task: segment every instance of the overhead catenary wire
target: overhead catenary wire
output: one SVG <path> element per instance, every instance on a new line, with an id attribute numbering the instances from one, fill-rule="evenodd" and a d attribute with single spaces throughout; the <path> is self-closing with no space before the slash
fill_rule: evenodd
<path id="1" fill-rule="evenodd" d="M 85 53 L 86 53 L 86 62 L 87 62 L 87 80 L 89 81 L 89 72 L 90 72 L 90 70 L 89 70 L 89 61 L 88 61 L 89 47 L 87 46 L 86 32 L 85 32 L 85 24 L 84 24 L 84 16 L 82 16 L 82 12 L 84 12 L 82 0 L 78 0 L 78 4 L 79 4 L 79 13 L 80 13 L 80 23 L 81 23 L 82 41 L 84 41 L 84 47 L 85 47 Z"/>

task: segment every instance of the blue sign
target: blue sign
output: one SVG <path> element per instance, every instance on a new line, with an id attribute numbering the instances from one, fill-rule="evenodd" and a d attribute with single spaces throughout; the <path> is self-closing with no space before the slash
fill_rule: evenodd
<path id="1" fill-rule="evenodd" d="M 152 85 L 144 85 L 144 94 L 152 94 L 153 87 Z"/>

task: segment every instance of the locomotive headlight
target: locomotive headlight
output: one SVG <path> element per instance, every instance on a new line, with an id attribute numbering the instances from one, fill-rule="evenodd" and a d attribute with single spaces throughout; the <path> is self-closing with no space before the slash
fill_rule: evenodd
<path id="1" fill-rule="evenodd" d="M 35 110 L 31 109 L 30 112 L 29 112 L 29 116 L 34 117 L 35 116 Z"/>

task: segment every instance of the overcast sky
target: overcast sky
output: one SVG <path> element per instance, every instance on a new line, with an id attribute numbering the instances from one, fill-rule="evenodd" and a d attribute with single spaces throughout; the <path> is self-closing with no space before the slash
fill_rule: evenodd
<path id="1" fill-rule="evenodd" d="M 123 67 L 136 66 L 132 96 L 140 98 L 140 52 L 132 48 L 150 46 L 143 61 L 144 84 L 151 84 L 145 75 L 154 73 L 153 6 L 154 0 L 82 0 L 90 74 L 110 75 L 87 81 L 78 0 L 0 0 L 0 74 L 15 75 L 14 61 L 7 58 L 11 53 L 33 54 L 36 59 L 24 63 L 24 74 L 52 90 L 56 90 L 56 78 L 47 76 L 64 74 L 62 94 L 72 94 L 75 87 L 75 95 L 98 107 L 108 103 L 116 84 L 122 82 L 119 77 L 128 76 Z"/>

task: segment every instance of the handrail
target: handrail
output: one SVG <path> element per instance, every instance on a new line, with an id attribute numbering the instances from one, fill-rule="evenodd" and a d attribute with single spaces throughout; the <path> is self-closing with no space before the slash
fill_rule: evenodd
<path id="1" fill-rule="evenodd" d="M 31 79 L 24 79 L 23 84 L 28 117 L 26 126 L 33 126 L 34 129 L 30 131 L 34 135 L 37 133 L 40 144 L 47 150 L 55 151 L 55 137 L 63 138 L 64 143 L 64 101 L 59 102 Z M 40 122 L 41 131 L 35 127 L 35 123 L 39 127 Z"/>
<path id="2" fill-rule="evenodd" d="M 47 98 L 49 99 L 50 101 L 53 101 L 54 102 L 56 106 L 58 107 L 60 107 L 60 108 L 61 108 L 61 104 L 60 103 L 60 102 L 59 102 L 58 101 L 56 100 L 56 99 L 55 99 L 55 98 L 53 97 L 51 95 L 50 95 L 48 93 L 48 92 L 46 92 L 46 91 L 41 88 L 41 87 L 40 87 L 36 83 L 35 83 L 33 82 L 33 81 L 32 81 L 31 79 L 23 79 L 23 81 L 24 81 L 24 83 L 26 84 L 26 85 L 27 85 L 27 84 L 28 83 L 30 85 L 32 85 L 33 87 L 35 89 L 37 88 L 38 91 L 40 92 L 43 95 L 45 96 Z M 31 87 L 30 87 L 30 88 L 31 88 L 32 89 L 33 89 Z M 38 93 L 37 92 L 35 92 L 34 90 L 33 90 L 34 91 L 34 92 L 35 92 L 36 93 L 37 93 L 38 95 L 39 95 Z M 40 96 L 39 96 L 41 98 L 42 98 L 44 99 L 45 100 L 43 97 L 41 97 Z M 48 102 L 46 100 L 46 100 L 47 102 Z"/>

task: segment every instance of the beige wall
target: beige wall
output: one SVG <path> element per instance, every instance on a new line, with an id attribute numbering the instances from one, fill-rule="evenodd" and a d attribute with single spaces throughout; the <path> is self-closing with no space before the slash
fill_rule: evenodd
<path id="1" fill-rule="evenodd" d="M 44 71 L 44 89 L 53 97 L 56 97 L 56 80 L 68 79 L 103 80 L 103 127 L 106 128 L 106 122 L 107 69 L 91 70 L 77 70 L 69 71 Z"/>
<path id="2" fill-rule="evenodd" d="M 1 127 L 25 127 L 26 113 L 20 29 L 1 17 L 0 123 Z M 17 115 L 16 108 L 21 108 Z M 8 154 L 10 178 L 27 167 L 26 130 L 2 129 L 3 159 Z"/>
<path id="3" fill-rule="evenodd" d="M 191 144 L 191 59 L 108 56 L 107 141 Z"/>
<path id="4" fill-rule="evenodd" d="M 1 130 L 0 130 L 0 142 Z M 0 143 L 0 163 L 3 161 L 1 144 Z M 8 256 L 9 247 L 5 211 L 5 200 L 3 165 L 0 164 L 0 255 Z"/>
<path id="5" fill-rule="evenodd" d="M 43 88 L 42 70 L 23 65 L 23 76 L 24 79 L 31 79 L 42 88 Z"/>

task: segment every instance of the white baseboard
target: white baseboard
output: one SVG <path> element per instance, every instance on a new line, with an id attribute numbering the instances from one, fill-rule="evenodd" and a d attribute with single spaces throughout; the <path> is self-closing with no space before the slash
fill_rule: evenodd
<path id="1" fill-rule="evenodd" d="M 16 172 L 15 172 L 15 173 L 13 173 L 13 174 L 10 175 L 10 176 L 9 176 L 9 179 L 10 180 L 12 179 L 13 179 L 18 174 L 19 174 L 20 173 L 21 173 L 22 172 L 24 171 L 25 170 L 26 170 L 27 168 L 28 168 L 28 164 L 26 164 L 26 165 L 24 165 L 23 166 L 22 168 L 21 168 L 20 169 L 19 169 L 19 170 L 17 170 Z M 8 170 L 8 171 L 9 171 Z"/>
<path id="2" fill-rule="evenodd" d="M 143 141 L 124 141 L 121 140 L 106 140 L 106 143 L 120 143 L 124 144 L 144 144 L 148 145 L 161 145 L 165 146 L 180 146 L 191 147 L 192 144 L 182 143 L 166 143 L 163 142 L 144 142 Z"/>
----------
WRITTEN PROBLEM -> Give all of the data above as a Markdown table with two columns, Row and Data line, one line of data per row, leaving out blank lines.

THE OUTPUT ->
| Row | Data line |
|---|---|
| 1 | task: segment every instance of the overhead catenary wire |
| 2 | target: overhead catenary wire |
| 3 | output: one SVG <path> element per instance, every instance on a new line, with an id attribute numbering the instances from one, fill-rule="evenodd" and a d attribute with single spaces throughout; the <path> is self-closing with no space before the slash |
| 4 | fill_rule: evenodd |
| 5 | <path id="1" fill-rule="evenodd" d="M 85 53 L 86 53 L 86 62 L 87 62 L 87 80 L 89 81 L 89 72 L 90 72 L 90 70 L 89 70 L 89 61 L 88 61 L 89 47 L 87 46 L 86 32 L 85 32 L 85 24 L 84 24 L 84 16 L 82 16 L 82 12 L 84 12 L 82 0 L 78 0 L 78 4 L 79 4 L 79 13 L 80 13 L 80 23 L 81 23 L 82 41 L 84 41 L 84 47 L 85 47 Z"/> |
| 6 | task: segment every instance of the blue sign |
| 7 | target: blue sign |
| 8 | output: one SVG <path> element per instance, every instance on a new line, with an id attribute numbering the instances from one, fill-rule="evenodd" and a d attribute with single spaces throughout; the <path> is self-closing with no space before the slash |
| 9 | fill_rule: evenodd |
| 10 | <path id="1" fill-rule="evenodd" d="M 152 85 L 144 85 L 144 94 L 152 94 L 153 87 Z"/> |
| 11 | task: segment every instance of the locomotive headlight |
| 12 | target: locomotive headlight |
| 13 | output: one SVG <path> element per instance, every instance on a new line, with an id attribute numbering the instances from one, fill-rule="evenodd" and a d attribute with single spaces throughout; the <path> is self-closing with no space before the slash |
| 14 | fill_rule: evenodd |
| 15 | <path id="1" fill-rule="evenodd" d="M 35 110 L 31 109 L 30 112 L 29 112 L 29 116 L 34 117 L 35 116 Z"/> |
| 16 | task: segment every instance of the overcast sky |
| 17 | target: overcast sky |
| 18 | output: one SVG <path> element per instance, every instance on a new line, with an id attribute numbering the instances from one, fill-rule="evenodd" and a d attribute with single spaces throughout; the <path> is self-closing with no space before the slash |
| 19 | fill_rule: evenodd |
| 20 | <path id="1" fill-rule="evenodd" d="M 123 67 L 136 66 L 132 96 L 140 98 L 140 52 L 132 48 L 150 46 L 143 61 L 144 84 L 151 84 L 145 75 L 154 73 L 153 6 L 154 0 L 82 0 L 90 74 L 110 75 L 87 81 L 78 0 L 0 0 L 0 74 L 15 75 L 14 61 L 7 58 L 11 53 L 33 54 L 36 59 L 24 63 L 24 74 L 52 90 L 56 90 L 56 78 L 47 76 L 64 74 L 62 94 L 72 94 L 75 87 L 75 95 L 98 107 L 108 103 L 116 84 L 122 82 L 119 77 L 128 76 Z"/> |
| 21 | task: segment every instance of the handrail |
| 22 | target: handrail |
| 23 | output: one SVG <path> element per instance, every instance on a new line, with an id attribute numbering the instances from one, fill-rule="evenodd" and a d attribute with single spaces throughout; the <path> is self-closing with no space before the slash |
| 24 | fill_rule: evenodd |
| 25 | <path id="1" fill-rule="evenodd" d="M 31 79 L 24 79 L 23 84 L 28 117 L 26 126 L 33 126 L 34 129 L 30 131 L 34 135 L 37 133 L 40 144 L 47 150 L 55 151 L 55 137 L 63 138 L 64 143 L 64 101 L 59 102 Z M 40 122 L 41 131 L 35 127 L 35 123 L 39 127 Z"/> |
| 26 | <path id="2" fill-rule="evenodd" d="M 47 98 L 49 99 L 50 101 L 53 101 L 54 102 L 56 106 L 58 107 L 60 107 L 60 108 L 61 108 L 61 104 L 60 103 L 60 102 L 59 102 L 58 101 L 56 100 L 56 99 L 55 99 L 55 98 L 53 97 L 51 95 L 50 95 L 48 93 L 48 92 L 46 92 L 46 91 L 41 88 L 41 87 L 40 87 L 36 83 L 35 83 L 33 82 L 33 81 L 32 81 L 31 79 L 23 79 L 23 81 L 24 81 L 24 83 L 26 84 L 26 85 L 27 85 L 27 84 L 28 83 L 30 85 L 32 85 L 33 87 L 35 89 L 37 88 L 38 91 L 40 92 L 43 95 L 45 96 Z M 31 87 L 30 87 L 30 88 L 31 88 L 32 89 L 33 89 Z M 38 93 L 37 92 L 35 92 L 34 90 L 33 90 L 34 91 L 34 92 L 35 92 L 36 93 L 37 93 L 38 95 L 39 95 Z M 40 96 L 39 96 L 41 98 L 42 98 L 44 99 L 45 100 L 43 97 L 41 97 Z M 48 102 L 46 100 L 46 100 L 47 102 Z"/> |
| 27 | task: segment every instance of the beige wall |
| 28 | target: beige wall |
| 29 | output: one SVG <path> element per instance, every instance on a new line, with an id attribute numbering the instances from one, fill-rule="evenodd" and a d attribute with single spaces throughout; the <path> is self-closing with no space before the slash |
| 30 | fill_rule: evenodd |
| 31 | <path id="1" fill-rule="evenodd" d="M 44 71 L 44 89 L 53 97 L 56 97 L 56 80 L 68 79 L 103 80 L 103 127 L 106 128 L 106 122 L 107 69 L 91 70 L 77 70 L 69 71 Z"/> |
| 32 | <path id="2" fill-rule="evenodd" d="M 1 127 L 25 127 L 26 113 L 20 29 L 1 17 L 0 123 Z M 17 115 L 16 108 L 21 108 Z M 8 154 L 10 178 L 27 167 L 26 130 L 2 129 L 3 159 Z"/> |
| 33 | <path id="3" fill-rule="evenodd" d="M 191 144 L 191 59 L 108 56 L 107 141 Z"/> |
| 34 | <path id="4" fill-rule="evenodd" d="M 1 130 L 0 130 L 0 142 Z M 0 143 L 0 163 L 3 161 L 1 144 Z M 8 256 L 9 247 L 5 211 L 5 200 L 3 165 L 0 164 L 0 255 Z"/> |
| 35 | <path id="5" fill-rule="evenodd" d="M 43 88 L 42 70 L 23 65 L 23 76 L 24 79 L 31 79 L 42 88 Z"/> |
| 36 | task: segment every instance of the white baseboard |
| 37 | target: white baseboard |
| 38 | output: one SVG <path> element per instance, every instance on a new line, with an id attribute numbering the instances from one, fill-rule="evenodd" and a d attribute with single spaces throughout; the <path> is self-closing with no space before the slash |
| 39 | fill_rule: evenodd |
| 40 | <path id="1" fill-rule="evenodd" d="M 16 172 L 15 172 L 15 173 L 13 173 L 13 174 L 10 175 L 10 176 L 9 176 L 9 179 L 10 180 L 12 179 L 13 179 L 18 174 L 19 174 L 20 173 L 21 173 L 22 172 L 24 171 L 25 170 L 26 170 L 27 168 L 28 168 L 28 164 L 26 164 L 26 165 L 24 165 L 23 166 L 22 168 L 21 168 L 20 169 L 19 169 L 19 170 L 17 170 Z M 8 170 L 8 171 L 9 171 Z"/> |
| 41 | <path id="2" fill-rule="evenodd" d="M 143 141 L 124 141 L 121 140 L 106 140 L 106 143 L 120 143 L 124 144 L 144 144 L 148 145 L 161 145 L 165 146 L 180 146 L 191 147 L 192 144 L 182 143 L 166 143 L 163 142 L 144 142 Z"/> |